Start of TEXT PROVIDED

Opting for plain water might prevent diabetes
NEW YORK - Women who chose plain water, instead of sweet drinks such as sodas or fruit juice, had a slightly lowered risk of developing diabetes in a large new study.
The results, based on more than 80,000 women followed for more than a decade, suggest that adding water to the sugary beverages a person drinks throughout the day won't make a difference, but replacing sweet drinks with water could help stave off the metabolic disorder.
"It is essentially not that water helps, except with hydration, but that the others hurt," Barry Popkin, a professor at the University of North Carolina School of Public Health who was not involved in the study, told Reuters Health.
It's well established that sugary beverages are bad for diabetes risk, said Dr. Frank Hu, a professor at the Harvard School of Public Health and the senior author of the study.
People have recommended drinking plain water instead of sugar-sweetened beverages, he said, "and the question is whether this kind of substitution has any impact on diabetes."
Hu and his colleagues collected data from the massive Nurses Health Study, which tracked the health and lifestyle of tens of thousands of women across the US
The new study included 82,902 women who answered questions about their diet and health over a 12-year span.
Over time, about 2,700 of them developed diabetes.
The amount of water women drank didn't seem to influence their diabetes risk. Those who drank more than six cups a day had the same risk as women who drank less than one cup a day.
However, sugar-sweetened drinks and fruit juice were tied to a higher risk of diabetes -- about 10 per cent higher for each cup consumed each day.
The research team estimated that if women replaced one cup of soda or juice with one cup of plain water, their diabetes risk would fall by seven or eight per cent.
While it's not a huge reduction in the risk, "because diabetes is so prevalent in our society, even seven or eight per cent reduction in diabetes risk is quite substantial in terms of the population," Hu told Reuters Health.
About 10 per cent of women, or 12.6 million, have diabetes in the United States.
A seven per cent reduction would mean that instead of 10 out of every 100 women having diabetes, the number would be closer to nine out of every 100.
Hu's study, published in the American Journal of Clinical Nutrition, also found that unsweetened coffee or tea might be a good alternative to sugary beverages.
The researchers estimated that replacing one cup of soda or fruit juice with one cup of coffee or tea could reduce the risk of developing diabetes by 12 to 17 per cent.
Hu said the study is important in pointing out that fruit juice is not an optimal substitute for soda or other sugar-sweetened drinks.
"The reality is those juices contain the same amount of calories and sugar as soft drinks," he said.
The bottom line, he said, is that plain water is one of the best calorie-free choices for drinks, and "if the water is too plain, you can add a squeeze of lemon or lime."

End of TEXT PROVIDED
Start of EXCERPTED DATA

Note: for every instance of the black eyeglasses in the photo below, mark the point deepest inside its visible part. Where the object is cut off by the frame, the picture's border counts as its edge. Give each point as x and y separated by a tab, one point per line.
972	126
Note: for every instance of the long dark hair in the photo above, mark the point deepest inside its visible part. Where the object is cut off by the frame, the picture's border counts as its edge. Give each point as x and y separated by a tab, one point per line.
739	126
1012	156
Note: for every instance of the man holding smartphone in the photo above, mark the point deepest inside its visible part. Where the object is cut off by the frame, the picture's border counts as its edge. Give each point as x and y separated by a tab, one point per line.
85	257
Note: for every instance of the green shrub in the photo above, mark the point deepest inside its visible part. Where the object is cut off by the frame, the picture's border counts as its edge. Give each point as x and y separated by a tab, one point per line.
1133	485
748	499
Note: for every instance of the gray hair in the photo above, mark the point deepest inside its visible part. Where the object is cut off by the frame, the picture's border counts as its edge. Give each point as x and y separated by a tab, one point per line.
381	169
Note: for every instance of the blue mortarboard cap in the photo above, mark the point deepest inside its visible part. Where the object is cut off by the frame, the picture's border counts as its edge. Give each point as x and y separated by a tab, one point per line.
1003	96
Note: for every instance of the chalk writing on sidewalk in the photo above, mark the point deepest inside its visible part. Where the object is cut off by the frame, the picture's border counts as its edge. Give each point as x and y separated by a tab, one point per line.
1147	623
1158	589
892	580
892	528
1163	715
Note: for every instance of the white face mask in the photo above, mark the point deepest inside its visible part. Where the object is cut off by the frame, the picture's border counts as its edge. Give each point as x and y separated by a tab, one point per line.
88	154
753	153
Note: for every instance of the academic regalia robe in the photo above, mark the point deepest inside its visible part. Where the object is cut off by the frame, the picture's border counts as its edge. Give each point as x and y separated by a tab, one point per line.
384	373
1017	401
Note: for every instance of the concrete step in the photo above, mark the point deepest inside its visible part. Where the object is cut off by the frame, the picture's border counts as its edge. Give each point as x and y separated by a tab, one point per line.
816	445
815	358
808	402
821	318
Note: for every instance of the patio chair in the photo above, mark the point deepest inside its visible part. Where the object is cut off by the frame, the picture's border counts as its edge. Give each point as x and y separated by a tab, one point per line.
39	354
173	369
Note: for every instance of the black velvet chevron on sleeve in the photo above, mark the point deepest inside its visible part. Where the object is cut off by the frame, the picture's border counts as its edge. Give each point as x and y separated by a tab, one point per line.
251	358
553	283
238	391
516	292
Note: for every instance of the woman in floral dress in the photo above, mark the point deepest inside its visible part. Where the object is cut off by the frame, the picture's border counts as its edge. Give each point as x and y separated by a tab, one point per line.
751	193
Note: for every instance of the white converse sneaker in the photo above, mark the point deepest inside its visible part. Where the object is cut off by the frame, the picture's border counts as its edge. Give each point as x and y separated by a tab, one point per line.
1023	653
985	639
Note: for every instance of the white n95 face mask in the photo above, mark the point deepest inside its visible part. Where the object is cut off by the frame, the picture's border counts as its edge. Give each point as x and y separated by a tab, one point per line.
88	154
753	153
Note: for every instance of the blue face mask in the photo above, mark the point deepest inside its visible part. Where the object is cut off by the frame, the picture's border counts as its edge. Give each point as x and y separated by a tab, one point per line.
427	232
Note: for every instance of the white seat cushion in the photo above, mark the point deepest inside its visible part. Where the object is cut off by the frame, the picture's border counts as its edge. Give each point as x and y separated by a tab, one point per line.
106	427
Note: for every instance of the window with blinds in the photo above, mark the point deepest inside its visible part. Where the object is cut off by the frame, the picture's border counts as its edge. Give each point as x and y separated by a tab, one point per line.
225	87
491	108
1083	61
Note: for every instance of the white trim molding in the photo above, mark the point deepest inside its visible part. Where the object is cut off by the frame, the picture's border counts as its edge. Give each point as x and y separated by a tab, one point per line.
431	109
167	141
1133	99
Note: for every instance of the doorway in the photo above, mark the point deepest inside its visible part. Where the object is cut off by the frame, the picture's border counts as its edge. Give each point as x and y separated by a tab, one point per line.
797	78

End of EXCERPTED DATA

TASKS AND EXERCISES:
a) From the article on plain water and diabetes, extract the passage that opens with the words containing "Opting for plain" and closes with "study, told Reuters Health.".
b) According to the article on plain water and diabetes, how many women did the new study include?

TASK-BY-TASK ANSWERS:
a)
Opting for plain water might prevent diabetes
NEW YORK - Women who chose plain water, instead of sweet drinks such as sodas or fruit juice, had a slightly lowered risk of developing diabetes in a large new study.
The results, based on more than 80,000 women followed for more than a decade, suggest that adding water to the sugary beverages a person drinks throughout the day won't make a difference, but replacing sweet drinks with water could help stave off the metabolic disorder.
"It is essentially not that water helps, except with hydration, but that the others hurt," Barry Popkin, a professor at the University of North Carolina School of Public Health who was not involved in the study, told Reuters Health.

b) 82,902 women.